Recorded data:
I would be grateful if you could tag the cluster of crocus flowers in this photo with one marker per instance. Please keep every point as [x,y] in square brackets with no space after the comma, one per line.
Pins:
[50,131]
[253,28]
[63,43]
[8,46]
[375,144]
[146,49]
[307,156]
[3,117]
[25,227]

• **Set problem**:
Copy the records above line for line, changing nothing.

• **Exercise result**:
I would be grateful if you could tag the cluster of crocus flowers in this photo with one marker per instance. Please keep every point as [x,y] in square brackets with no space after the comma, one per line.
Pins:
[50,131]
[253,28]
[63,43]
[8,46]
[375,144]
[146,49]
[307,156]
[3,117]
[25,227]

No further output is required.